What a diverse group of wonderful people all the patients advocates were! It was amazing- all ages and many varying levels of disability were represented. (Not that levels of disability matter at all but coming into this, I was worried that I’d have fatigue issues/feet issues but decided the proper response was to NOT verbalize this fear when I saw that several of the people who were so excited to walk all around the Capitol had walkers…THAT is impressive.) I love that so many people affected by this are so involved!
By luck, I wound up sitting at a table with Melinda Winner, another RA patient whose website I love to stalk. She is hysterical and truly inspiring- while dealing with multiple types of arthritis, she still manages to write and promote her cookbook, Cooking With Arthritis, and travel the world doing all sorts of fun things like appearing on the Food Network!
The rest of the day was spent brainstorming with our teams (generally a patient and several rheumatologists), discussing the issues, and dinner. I was 100% exhausted but excited for the day to come when I hit the sack at the ripe old hour of 9PM. I’m so young and fun.

※

*Actions to take*
1. In the passage, what is the title of the cookbook that Melinda Winner writes and promotes?
2. List every activity that, according to the passage, filled the rest of the day.

*Data shown*

※

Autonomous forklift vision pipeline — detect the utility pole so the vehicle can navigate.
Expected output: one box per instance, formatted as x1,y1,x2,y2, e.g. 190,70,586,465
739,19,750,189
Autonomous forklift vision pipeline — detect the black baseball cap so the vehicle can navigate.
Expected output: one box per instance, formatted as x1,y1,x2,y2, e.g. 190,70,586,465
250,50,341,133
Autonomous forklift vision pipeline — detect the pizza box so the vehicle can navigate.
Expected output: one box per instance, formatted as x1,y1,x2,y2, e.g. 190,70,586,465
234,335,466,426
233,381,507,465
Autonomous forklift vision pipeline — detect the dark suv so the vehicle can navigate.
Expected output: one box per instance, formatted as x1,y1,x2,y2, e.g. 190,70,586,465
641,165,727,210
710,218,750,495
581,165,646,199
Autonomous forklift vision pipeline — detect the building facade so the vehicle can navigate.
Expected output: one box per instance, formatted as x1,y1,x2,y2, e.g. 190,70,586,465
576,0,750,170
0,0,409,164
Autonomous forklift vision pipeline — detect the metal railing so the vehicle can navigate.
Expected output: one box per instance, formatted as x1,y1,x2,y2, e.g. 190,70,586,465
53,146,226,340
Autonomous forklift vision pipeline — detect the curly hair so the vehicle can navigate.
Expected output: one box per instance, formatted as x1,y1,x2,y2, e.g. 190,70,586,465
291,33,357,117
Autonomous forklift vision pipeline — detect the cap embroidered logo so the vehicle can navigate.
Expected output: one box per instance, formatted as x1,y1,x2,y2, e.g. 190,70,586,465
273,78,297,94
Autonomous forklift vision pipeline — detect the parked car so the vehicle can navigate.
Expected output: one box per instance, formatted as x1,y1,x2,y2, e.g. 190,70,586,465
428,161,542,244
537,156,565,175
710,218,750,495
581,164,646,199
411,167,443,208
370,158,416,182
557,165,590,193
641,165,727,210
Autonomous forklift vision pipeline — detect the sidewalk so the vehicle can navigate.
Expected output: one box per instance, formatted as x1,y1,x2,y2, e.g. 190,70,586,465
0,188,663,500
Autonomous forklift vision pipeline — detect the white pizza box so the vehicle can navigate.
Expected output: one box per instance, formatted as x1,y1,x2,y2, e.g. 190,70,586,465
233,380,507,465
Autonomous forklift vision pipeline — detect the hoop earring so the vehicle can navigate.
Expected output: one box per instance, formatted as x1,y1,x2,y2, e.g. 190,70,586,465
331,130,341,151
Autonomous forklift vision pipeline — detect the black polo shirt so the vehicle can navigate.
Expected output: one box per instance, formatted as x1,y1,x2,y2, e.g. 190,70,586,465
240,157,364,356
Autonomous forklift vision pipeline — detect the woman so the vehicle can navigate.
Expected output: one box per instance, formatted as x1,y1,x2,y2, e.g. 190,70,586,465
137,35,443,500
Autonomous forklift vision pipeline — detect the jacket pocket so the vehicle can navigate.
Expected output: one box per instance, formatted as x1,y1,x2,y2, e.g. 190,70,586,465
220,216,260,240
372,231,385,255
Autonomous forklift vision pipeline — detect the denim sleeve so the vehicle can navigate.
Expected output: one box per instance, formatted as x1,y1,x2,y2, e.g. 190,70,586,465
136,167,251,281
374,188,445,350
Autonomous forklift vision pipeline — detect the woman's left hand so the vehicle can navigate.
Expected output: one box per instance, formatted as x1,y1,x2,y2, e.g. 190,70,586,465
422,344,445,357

※

*Task-by-task solutions*
1. Cooking With Arthritis

2. Brainstorming with the teams, discussing the issues, and dinner.